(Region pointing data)
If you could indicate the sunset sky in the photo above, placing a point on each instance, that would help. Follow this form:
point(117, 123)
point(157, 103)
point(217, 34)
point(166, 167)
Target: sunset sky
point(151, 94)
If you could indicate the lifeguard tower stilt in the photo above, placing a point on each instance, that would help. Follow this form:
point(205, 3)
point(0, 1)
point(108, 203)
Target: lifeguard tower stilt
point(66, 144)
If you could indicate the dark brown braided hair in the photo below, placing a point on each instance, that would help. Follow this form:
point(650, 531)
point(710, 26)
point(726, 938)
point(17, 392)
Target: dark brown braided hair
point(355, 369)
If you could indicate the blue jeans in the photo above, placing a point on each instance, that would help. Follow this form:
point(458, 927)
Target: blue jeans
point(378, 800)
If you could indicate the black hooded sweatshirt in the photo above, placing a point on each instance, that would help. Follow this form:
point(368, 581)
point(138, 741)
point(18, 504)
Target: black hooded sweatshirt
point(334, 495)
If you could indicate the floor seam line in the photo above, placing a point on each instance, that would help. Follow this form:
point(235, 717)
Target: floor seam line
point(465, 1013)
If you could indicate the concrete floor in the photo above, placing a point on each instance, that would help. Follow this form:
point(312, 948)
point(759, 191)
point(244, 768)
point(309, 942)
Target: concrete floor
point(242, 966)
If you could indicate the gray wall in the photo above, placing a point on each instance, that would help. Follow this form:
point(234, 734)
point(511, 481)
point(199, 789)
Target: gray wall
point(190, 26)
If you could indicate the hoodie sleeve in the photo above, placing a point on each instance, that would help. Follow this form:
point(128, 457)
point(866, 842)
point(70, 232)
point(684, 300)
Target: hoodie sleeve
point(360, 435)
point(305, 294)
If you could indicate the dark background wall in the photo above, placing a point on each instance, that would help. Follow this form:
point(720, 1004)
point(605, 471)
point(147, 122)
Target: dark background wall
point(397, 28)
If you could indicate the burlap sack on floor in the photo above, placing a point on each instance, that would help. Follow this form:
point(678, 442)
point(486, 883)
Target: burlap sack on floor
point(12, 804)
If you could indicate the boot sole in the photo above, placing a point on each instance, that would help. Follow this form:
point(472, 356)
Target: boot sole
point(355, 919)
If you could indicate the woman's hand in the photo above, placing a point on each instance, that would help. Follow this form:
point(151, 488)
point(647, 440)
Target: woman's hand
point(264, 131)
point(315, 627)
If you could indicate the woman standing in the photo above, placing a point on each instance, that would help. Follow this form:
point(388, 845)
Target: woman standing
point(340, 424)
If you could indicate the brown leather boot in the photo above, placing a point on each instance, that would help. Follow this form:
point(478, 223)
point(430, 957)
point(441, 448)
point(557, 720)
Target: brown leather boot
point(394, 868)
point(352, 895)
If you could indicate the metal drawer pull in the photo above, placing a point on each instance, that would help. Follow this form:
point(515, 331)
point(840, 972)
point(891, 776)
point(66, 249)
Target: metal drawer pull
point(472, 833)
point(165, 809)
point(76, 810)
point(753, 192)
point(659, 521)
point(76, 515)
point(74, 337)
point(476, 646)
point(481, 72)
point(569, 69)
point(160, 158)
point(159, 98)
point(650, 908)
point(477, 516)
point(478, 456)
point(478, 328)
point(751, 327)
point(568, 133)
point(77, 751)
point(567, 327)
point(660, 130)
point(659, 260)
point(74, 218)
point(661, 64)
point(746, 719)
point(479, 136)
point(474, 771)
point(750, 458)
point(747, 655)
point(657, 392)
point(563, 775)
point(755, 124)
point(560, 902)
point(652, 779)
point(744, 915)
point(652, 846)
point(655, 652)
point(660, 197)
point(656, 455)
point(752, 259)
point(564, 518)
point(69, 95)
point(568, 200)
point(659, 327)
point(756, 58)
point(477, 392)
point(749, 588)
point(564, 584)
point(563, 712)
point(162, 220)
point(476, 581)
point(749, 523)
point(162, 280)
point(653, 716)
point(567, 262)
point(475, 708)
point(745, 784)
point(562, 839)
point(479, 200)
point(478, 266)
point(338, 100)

# Activity
Nothing in the records may be left out; transcribe all of them exactly.

# Your solution
If you could indicate the sunset sky in the photo above, placing a point on each instance, that would help. Follow this form:
point(117, 123)
point(157, 103)
point(217, 34)
point(166, 167)
Target: sunset sky
point(151, 94)
If you could indicate the lifeguard tower stilt in the photo above, placing a point on each instance, that would help. Follow this form:
point(205, 3)
point(0, 1)
point(108, 203)
Target: lifeguard tower stilt
point(66, 144)
If you could indicate the dark brown braided hair in the photo below, placing a point on each instance, that would help. Follow this form:
point(650, 531)
point(710, 26)
point(726, 938)
point(17, 392)
Target: dark brown braided hair
point(355, 369)
If you could indicate the blue jeans in the photo above, placing a point on each instance, that would help. Follow this form:
point(458, 927)
Target: blue jeans
point(378, 800)
If you could indicate the black hooded sweatshirt in the photo above, placing a point on each instance, that would help. Follow this form:
point(368, 581)
point(138, 741)
point(18, 504)
Target: black hooded sweatshirt
point(334, 495)
If you could indicate the floor seam line in the photo above, placing a point on each instance, that would help. Follow this form:
point(235, 717)
Target: floor seam line
point(465, 1013)
If you could indicate the concrete floor in the photo above, placing a point on each instance, that would help. Follow this form:
point(312, 948)
point(759, 191)
point(244, 768)
point(309, 942)
Target: concrete floor
point(242, 966)
If you could indicate the gray wall in the photo above, placing a point on each instance, that would help. Follow this form:
point(234, 734)
point(511, 481)
point(199, 789)
Target: gray wall
point(190, 26)
If you could indicate the hoodie sleeve in the photo above, placing a point on each instance, that would help. Follow this form:
point(128, 457)
point(866, 842)
point(70, 232)
point(684, 300)
Target: hoodie sleeve
point(360, 435)
point(305, 294)
If you could indicate the dark background wall in the photo above, placing a point on each instance, that would help. Follow this form:
point(720, 1004)
point(605, 471)
point(147, 122)
Target: dark background wall
point(397, 28)
If you could indicate the burlap sack on floor in the photo above, placing a point on each instance, that would help. Follow this form:
point(678, 442)
point(486, 883)
Target: burlap sack on floor
point(12, 804)
If you could indicate the boot sole in the photo above, placing a point on each instance, that would help. Follow this form:
point(472, 356)
Target: boot sole
point(355, 919)
If you could indicate the woman's hand in the photo above, placing a point on each instance, that would help. Follow this form:
point(151, 488)
point(647, 440)
Target: woman's hand
point(264, 131)
point(315, 627)
If you could indicate the woman standing in the photo above, placing a point on each instance, that would help. Follow this form:
point(388, 845)
Target: woman standing
point(340, 424)
If you could indicate the brown leather boot in the photo above, placing a point on each instance, that would help. Follow this form:
point(478, 223)
point(430, 957)
point(441, 448)
point(557, 720)
Target: brown leather boot
point(394, 868)
point(352, 895)
If you could indicate the metal drawer pull in the photo above, placing a point on each instance, that would help. Follow this form:
point(515, 331)
point(840, 972)
point(891, 776)
point(66, 249)
Target: metal drawer pull
point(472, 833)
point(165, 809)
point(76, 810)
point(753, 192)
point(659, 521)
point(76, 515)
point(74, 337)
point(476, 646)
point(481, 72)
point(569, 69)
point(160, 158)
point(159, 98)
point(650, 908)
point(477, 516)
point(478, 456)
point(478, 328)
point(751, 327)
point(568, 133)
point(77, 751)
point(567, 327)
point(660, 130)
point(659, 260)
point(74, 218)
point(661, 64)
point(746, 719)
point(479, 136)
point(474, 771)
point(750, 458)
point(747, 655)
point(657, 392)
point(563, 775)
point(755, 124)
point(560, 902)
point(652, 779)
point(744, 915)
point(652, 846)
point(655, 652)
point(660, 197)
point(656, 455)
point(752, 259)
point(564, 518)
point(69, 95)
point(568, 200)
point(659, 327)
point(756, 58)
point(477, 392)
point(749, 588)
point(564, 584)
point(563, 712)
point(162, 220)
point(476, 581)
point(749, 523)
point(162, 280)
point(653, 716)
point(567, 262)
point(475, 708)
point(745, 784)
point(562, 839)
point(479, 200)
point(478, 266)
point(338, 100)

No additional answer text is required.